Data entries
──────────
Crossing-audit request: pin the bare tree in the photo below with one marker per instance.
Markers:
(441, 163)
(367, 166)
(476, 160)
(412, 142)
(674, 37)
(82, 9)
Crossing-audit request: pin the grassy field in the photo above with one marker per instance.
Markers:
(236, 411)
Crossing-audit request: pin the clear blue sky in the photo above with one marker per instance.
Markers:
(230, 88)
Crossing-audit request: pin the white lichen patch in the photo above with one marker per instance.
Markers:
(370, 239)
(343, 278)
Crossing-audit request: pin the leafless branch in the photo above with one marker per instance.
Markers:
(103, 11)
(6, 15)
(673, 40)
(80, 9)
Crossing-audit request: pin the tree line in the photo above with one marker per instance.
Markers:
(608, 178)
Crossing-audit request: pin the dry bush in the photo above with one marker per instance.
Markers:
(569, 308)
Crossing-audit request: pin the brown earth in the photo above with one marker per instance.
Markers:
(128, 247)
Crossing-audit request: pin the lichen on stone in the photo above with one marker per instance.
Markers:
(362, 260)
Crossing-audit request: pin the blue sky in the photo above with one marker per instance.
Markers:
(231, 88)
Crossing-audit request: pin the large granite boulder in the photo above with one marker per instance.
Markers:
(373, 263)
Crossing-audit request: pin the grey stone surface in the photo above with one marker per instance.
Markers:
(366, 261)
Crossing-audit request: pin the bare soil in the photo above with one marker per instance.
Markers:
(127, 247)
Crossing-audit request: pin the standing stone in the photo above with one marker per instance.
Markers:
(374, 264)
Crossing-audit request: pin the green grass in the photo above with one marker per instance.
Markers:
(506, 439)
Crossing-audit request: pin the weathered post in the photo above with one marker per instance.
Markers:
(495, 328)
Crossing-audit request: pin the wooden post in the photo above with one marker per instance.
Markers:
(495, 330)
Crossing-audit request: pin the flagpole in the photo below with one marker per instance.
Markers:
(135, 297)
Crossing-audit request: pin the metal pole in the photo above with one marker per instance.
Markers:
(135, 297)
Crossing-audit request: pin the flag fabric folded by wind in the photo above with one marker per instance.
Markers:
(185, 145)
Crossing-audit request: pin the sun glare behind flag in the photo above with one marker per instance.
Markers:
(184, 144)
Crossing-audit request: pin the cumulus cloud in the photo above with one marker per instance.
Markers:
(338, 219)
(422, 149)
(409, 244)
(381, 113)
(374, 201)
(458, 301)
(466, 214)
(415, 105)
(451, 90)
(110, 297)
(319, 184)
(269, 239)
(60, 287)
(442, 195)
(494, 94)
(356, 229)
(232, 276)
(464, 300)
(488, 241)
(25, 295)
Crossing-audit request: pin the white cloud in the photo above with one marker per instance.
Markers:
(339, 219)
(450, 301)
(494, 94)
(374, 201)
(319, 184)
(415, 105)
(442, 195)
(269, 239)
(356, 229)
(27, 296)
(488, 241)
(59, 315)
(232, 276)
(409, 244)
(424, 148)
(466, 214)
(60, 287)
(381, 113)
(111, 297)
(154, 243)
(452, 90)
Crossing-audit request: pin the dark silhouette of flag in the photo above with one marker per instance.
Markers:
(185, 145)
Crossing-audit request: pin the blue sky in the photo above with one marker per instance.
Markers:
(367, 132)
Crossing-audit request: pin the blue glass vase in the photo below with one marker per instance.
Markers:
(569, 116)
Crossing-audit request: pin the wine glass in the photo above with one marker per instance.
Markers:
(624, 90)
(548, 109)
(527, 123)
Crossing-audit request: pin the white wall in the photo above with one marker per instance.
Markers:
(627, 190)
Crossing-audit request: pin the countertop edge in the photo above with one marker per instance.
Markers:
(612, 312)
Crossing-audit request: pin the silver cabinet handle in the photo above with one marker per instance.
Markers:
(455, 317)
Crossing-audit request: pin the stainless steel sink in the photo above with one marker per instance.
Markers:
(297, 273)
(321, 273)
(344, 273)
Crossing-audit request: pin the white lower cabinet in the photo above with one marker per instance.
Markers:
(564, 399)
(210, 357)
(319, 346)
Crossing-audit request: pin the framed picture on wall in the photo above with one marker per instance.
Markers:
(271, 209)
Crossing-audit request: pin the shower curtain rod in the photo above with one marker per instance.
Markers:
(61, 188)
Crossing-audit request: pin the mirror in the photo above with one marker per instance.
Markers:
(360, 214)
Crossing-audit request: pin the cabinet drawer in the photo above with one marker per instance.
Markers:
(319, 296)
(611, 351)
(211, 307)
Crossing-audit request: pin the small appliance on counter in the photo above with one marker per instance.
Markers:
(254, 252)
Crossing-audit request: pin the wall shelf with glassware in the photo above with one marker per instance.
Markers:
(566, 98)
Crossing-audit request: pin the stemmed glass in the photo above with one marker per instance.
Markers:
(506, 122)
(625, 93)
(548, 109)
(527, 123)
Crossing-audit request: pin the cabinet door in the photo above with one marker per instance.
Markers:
──────────
■ Exercise aim
Would you copy out exactly the lines from the one holding "Crossing-audit request: pin the white wall" through the end of the entries above, both ends included?

■ Response
Crossing-audit request: pin the white wall in the photo above with one marker per instance.
Markers:
(627, 190)
Crossing-audit request: pin the countertop edge in the photo above with one marker per instance.
Markers:
(612, 312)
Crossing-audit request: pin the silver cabinet handle in the photo above with one marker per instance.
Markers:
(455, 317)
Crossing-audit request: pin the stainless steel sink in the photo above with one marker per instance.
Markers:
(297, 273)
(321, 273)
(344, 273)
Crossing-audit request: pin the white lower cabinet in the photo above with one marker per instance.
Markers:
(564, 399)
(210, 357)
(319, 346)
Crossing-audit request: pin the framed picture on wall in the photo above with one marker per instance.
Markers:
(271, 209)
Crossing-audit request: pin the shower curtain rod in the photo above with one marker per instance.
Markers:
(61, 188)
Crossing-audit request: pin the mirror in the photo above with one marker per instance.
Markers:
(360, 214)
Crossing-audit request: pin the cabinet drawer in the photo above with one marker per instance.
Markers:
(319, 296)
(611, 351)
(211, 307)
Crossing-audit request: pin the small appliance on counter in the photo above with one marker per instance.
Markers:
(254, 252)
Crossing-audit request: pin the wall shelf with glassware in the photo above with one marker per instance.
Markers:
(566, 98)
Crossing-audit request: pin the stemmed glass in the photo above with one marker per instance.
Markers:
(506, 122)
(625, 93)
(548, 109)
(527, 123)
Crossing-audit request: pin the cabinet door in the photo above with one marker per instance.
Markers:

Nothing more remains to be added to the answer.